-- Listed records --
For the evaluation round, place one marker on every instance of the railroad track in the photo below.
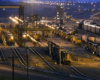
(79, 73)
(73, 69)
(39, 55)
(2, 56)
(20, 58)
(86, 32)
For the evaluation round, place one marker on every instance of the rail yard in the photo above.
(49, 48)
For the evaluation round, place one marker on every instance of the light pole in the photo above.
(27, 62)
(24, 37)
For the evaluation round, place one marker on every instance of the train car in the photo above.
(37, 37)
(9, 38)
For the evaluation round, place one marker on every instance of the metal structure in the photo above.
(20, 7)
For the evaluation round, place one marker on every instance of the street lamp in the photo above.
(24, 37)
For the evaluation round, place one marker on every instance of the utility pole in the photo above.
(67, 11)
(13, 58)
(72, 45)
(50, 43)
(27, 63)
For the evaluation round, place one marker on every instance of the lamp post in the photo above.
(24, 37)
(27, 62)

--

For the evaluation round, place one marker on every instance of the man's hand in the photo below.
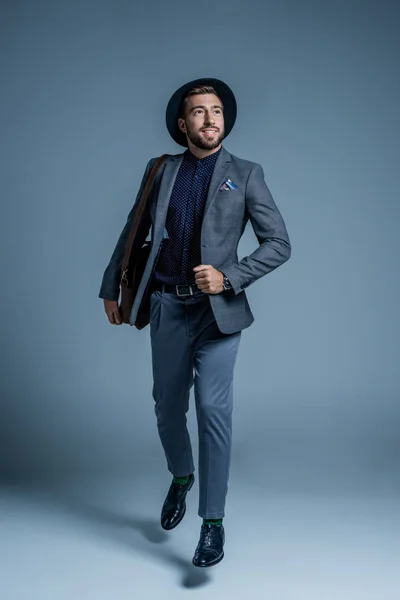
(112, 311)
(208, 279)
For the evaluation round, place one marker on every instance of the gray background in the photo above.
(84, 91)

-- What is expected --
Pull out every line of the listing above that contains the word "pole".

-- Task output --
For the evaluation round, place one marker on every instance of the light pole in the photo above.
For the evaluation round, place one marker on every instance of the utility pole in the photo above.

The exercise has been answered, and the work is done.